WHAT NEEDS TO BE DONE -
The copy must match the data word for word and contain no pictures.

MATERIAL FOR THIS EXERCISE -
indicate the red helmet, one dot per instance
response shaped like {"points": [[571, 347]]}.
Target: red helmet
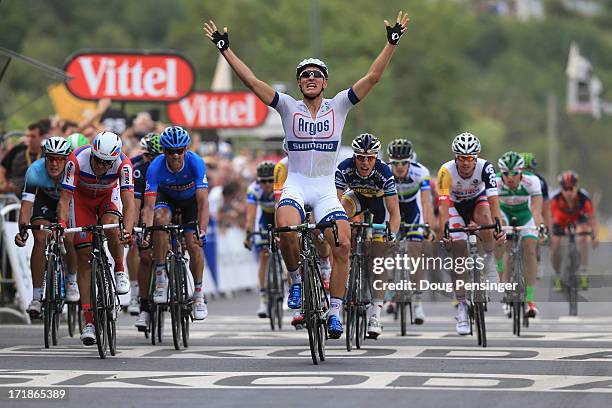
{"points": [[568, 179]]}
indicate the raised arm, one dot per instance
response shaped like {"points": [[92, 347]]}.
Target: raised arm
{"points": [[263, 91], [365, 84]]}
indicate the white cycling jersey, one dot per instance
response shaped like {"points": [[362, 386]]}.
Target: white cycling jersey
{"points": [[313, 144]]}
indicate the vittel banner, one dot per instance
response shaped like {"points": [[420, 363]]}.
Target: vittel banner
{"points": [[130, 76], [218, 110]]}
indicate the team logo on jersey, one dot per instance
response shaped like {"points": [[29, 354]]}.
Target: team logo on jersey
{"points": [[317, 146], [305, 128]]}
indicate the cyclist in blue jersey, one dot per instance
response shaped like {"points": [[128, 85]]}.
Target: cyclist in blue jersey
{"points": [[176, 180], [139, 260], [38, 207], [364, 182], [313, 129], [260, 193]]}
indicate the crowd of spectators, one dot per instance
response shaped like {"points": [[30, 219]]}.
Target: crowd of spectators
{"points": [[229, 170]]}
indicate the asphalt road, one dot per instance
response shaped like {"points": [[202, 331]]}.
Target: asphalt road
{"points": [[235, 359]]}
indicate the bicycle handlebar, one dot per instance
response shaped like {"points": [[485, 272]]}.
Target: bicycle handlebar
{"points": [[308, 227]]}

RESULT OF THIS EXERCISE -
indicate the red helmet, one dot per instance
response shaped like {"points": [[571, 347]]}.
Target: red helmet
{"points": [[568, 179]]}
indicate the raised arm, one dot per instance
response shaped like {"points": [[92, 347]]}.
Target: raised arm
{"points": [[263, 91], [365, 84]]}
indicate the white cycling jersey, one dot per instance
response shaped like {"points": [[362, 386]]}.
Target: white cycling jersey
{"points": [[313, 144]]}
indicate the vittel banner, one dot per instance
response shaped like {"points": [[420, 363]]}.
Target: vittel banner
{"points": [[130, 76], [218, 110]]}
indicate the team logo on jersey, one dot per instance
response shaped like {"points": [[29, 354]]}.
Target: team logo on jersey
{"points": [[317, 146], [305, 128]]}
indicate the cyclist in blue jersey, one dot per instance
response shaped like {"points": [[128, 85]]}.
Target: cyclist in blue jersey
{"points": [[176, 180], [139, 260], [38, 207], [364, 182], [313, 129], [260, 193]]}
indicate the crowd of spectators, one dot per instance
response shaped like {"points": [[30, 219]]}.
Target: crowd of spectators
{"points": [[229, 170]]}
indicate the asphalt road, one dot per instance
response shaped like {"points": [[202, 331]]}.
Target: asphalt road
{"points": [[235, 359]]}
indicate the bicycle handlebar, one dot per instance
response shaped like {"points": [[485, 272]]}.
Target: bicycle handlebar
{"points": [[308, 227]]}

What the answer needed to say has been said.